= WHAT YOU HAVE TO DO =
Each line from the line holding "the blue jeans" through the last line should be written out exactly, with nothing else and no images.

--- start RECORDS SUPPLIED ---

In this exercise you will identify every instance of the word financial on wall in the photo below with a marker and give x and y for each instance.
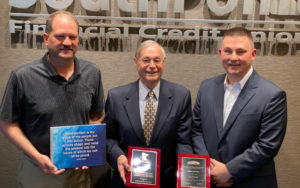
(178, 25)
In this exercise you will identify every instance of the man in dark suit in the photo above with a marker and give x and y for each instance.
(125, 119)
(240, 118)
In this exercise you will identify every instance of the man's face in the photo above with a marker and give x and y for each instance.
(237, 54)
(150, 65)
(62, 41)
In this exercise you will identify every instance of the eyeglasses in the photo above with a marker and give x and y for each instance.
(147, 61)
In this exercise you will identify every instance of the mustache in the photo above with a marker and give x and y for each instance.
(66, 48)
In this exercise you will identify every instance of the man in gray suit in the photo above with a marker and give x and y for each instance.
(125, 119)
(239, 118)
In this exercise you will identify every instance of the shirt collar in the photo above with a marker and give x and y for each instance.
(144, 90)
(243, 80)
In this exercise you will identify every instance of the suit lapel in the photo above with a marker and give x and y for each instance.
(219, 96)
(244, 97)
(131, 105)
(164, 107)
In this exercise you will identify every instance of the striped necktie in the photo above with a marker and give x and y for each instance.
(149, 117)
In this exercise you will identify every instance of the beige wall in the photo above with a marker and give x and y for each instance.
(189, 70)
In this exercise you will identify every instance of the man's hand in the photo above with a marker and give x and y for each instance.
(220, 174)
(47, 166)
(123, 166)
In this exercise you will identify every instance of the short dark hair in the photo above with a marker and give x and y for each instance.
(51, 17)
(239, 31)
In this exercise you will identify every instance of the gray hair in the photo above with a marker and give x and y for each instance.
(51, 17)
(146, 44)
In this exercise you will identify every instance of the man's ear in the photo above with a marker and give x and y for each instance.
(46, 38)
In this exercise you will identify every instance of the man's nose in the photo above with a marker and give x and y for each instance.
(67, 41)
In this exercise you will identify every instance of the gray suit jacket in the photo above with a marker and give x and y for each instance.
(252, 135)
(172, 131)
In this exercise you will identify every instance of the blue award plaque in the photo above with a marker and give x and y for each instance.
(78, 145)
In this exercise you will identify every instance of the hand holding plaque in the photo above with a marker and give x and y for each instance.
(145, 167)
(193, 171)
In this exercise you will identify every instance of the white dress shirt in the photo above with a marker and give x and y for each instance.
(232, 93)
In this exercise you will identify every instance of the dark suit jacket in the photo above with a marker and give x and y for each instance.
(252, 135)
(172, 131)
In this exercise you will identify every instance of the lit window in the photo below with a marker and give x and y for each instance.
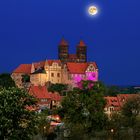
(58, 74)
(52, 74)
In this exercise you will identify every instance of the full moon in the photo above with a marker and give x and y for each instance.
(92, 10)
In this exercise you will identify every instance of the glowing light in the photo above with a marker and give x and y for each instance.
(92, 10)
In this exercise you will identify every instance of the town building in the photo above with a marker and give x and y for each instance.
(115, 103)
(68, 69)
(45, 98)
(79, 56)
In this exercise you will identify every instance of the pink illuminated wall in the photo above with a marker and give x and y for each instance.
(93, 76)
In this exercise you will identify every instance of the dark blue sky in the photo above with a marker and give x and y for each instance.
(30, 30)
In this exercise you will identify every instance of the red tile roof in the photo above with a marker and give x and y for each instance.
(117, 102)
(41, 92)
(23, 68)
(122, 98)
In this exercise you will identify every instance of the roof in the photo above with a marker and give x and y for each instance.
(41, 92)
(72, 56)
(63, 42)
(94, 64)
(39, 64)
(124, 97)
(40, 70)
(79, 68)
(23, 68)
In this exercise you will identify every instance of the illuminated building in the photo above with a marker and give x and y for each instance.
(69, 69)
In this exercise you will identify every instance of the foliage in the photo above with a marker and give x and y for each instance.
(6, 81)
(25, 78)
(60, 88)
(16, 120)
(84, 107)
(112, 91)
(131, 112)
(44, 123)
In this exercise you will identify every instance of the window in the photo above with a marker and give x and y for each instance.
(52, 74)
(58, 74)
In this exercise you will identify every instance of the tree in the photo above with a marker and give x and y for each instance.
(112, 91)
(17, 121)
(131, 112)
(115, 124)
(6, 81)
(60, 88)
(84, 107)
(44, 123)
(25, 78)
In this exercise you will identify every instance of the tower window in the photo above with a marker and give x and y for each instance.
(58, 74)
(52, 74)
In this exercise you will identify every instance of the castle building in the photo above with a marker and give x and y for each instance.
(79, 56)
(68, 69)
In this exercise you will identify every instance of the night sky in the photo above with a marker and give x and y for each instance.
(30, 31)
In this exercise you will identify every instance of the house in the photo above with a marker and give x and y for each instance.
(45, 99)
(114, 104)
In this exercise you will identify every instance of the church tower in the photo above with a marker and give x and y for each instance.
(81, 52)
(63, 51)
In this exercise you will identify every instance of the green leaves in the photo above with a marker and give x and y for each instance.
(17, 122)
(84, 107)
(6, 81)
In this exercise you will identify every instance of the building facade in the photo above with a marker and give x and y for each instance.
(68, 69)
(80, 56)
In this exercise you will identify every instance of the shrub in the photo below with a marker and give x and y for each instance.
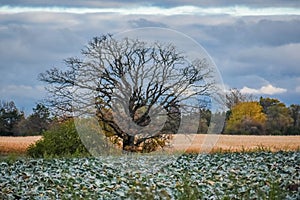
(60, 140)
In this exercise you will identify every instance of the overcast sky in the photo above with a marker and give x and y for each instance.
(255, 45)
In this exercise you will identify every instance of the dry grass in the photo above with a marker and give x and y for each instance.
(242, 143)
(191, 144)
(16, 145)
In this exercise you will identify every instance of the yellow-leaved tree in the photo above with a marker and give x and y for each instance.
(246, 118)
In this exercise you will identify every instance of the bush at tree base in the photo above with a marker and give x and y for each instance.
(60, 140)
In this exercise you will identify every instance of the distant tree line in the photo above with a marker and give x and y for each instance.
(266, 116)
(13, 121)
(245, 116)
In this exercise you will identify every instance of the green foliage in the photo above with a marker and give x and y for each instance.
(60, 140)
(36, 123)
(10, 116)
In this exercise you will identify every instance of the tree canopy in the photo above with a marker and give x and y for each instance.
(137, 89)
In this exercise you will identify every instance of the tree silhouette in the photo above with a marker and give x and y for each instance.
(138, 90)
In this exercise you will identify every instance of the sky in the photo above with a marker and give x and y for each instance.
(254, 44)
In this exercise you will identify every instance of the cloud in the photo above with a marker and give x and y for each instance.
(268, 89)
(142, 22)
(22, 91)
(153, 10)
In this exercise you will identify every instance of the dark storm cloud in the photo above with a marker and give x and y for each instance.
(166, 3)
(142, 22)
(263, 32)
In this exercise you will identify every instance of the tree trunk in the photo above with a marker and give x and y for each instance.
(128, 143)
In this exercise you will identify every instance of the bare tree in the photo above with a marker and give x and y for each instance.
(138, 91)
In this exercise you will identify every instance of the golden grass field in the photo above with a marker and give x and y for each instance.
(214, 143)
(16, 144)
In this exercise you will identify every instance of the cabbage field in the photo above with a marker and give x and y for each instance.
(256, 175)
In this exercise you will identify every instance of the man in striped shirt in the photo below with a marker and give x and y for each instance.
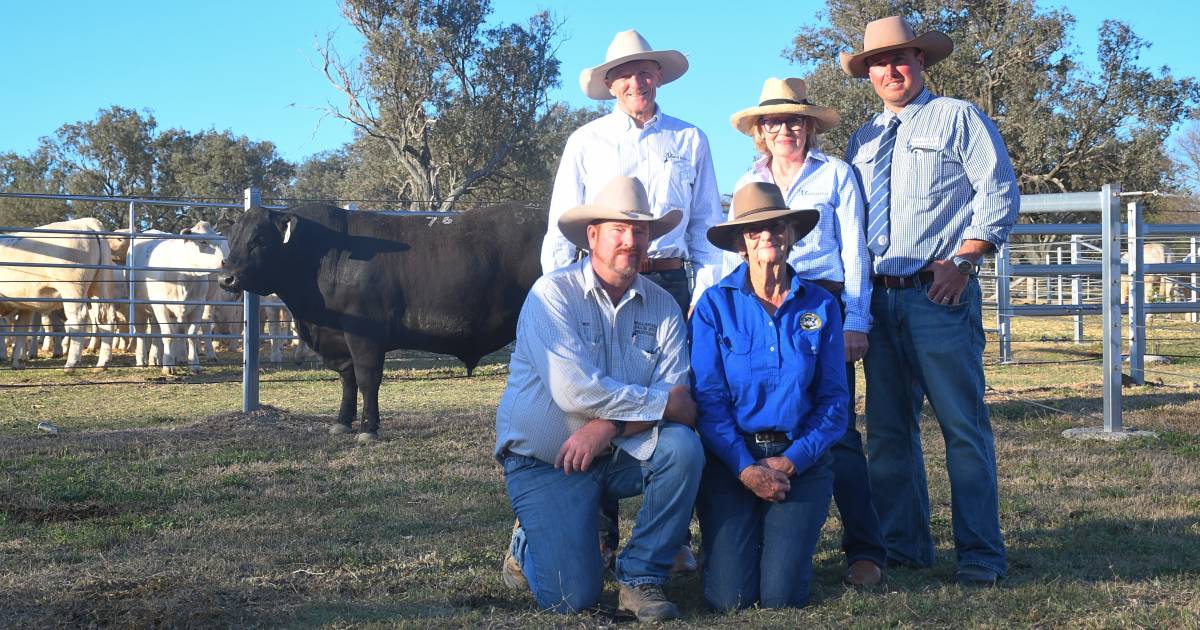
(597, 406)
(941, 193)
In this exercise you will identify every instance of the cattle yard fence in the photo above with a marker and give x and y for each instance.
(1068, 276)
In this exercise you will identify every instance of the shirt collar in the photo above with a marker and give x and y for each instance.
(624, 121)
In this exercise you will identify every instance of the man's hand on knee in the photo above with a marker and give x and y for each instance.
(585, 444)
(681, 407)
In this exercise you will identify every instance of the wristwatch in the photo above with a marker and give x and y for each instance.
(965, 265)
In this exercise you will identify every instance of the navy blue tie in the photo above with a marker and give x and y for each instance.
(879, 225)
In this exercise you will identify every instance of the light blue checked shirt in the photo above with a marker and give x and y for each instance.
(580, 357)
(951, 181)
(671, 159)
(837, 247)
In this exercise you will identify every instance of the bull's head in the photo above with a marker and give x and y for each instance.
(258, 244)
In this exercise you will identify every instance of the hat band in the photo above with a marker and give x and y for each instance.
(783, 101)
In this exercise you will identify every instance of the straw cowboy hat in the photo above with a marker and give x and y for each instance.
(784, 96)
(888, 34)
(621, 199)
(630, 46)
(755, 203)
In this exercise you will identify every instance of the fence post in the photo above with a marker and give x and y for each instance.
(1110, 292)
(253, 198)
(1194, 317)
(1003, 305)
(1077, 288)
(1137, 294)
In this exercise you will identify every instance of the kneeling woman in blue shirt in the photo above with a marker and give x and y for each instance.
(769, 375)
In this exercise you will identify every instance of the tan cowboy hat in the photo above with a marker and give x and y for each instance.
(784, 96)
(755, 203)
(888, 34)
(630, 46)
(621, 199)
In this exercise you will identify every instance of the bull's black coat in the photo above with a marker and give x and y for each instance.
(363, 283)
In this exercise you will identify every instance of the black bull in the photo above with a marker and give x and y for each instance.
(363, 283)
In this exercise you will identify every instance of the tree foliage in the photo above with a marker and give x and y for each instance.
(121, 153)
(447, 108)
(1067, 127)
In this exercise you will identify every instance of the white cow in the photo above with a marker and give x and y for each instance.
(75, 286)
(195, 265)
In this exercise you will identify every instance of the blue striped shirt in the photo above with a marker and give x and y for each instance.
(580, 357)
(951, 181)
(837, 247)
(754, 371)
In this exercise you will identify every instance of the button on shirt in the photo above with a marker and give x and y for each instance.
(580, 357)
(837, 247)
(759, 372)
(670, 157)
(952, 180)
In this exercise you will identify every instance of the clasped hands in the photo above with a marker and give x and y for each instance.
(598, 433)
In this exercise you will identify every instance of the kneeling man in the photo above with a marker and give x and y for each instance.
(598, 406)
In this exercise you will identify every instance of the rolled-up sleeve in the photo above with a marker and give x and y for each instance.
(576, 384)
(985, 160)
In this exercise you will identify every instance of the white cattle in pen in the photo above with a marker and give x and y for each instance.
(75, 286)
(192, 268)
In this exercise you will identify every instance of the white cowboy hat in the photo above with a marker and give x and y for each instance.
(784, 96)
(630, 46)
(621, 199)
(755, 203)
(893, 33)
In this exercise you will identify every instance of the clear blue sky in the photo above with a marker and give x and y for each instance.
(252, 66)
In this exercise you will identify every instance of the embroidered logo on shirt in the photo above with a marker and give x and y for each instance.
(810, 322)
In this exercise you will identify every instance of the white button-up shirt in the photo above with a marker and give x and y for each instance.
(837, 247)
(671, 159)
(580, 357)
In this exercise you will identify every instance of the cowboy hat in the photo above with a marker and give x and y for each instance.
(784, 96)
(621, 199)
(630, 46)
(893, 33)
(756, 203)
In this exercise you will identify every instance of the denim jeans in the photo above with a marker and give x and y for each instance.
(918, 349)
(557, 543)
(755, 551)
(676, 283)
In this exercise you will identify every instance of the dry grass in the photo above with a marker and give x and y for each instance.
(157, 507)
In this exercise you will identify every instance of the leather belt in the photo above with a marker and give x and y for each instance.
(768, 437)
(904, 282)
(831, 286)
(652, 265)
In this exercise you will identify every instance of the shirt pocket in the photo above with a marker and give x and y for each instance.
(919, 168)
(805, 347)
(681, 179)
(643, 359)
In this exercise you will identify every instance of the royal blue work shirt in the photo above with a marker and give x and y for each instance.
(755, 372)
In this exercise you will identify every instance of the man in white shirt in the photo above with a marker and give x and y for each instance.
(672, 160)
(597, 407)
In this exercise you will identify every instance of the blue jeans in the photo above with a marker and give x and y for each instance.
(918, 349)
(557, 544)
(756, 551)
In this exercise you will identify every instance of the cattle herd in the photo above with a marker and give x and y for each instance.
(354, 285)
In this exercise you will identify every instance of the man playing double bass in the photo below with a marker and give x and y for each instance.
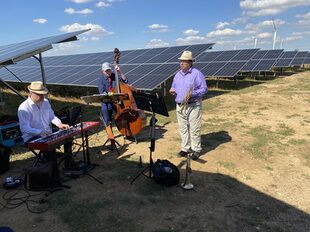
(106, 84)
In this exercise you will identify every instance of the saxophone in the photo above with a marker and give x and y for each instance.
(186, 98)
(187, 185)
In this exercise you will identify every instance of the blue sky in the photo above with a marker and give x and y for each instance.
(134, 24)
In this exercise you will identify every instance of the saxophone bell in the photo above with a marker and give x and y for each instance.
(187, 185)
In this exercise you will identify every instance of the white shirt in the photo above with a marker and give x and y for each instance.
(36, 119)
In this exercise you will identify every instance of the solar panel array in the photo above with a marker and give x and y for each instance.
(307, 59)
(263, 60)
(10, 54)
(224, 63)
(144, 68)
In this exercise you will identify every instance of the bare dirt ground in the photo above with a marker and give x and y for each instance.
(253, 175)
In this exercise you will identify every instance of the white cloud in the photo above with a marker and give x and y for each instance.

--- end RECORDS SUPPLIED ---

= RESPONSE FOR THIS EXERCISE =
In this exercise you will identify every instance of the blue jeans in the photo above with a marker and give x and y for each instance.
(918, 349)
(557, 544)
(756, 551)
In this exercise you will identify every instance of the cattle herd in the photo above with a marker and give x and y for each instance.
(354, 285)
In this exercise you will identify every instance of the man playing double bass in the photo below with a marker and give x and y for each instance.
(106, 84)
In this exercise you will identify every instance of the saxophone in the photo above with a marker and give x and y for each instance.
(186, 98)
(187, 185)
In this exercise you will identify every instance of the blue sky in the photo above with a marker and give x and y for each instance.
(134, 24)
In this exercise you will identify every instance of the saxophone bell in the photo above with a marker and give x and y for each instance.
(187, 185)
In this exercise you will identify every instance of the white shirt in the photo above with a marker and give x and y for each instance.
(36, 119)
In this exercise you will identify every instance of the solar panel array in the photo above with a marker and give x and y for each instance.
(307, 59)
(263, 60)
(10, 54)
(224, 63)
(144, 68)
In this exercise you will identify every instance of the bare dirt ground in the photo above with a marker and give x and y for each instance.
(253, 175)
In this exercise you will identify every instance of the white cloud in the photo above with a marker and give x and y for each instance.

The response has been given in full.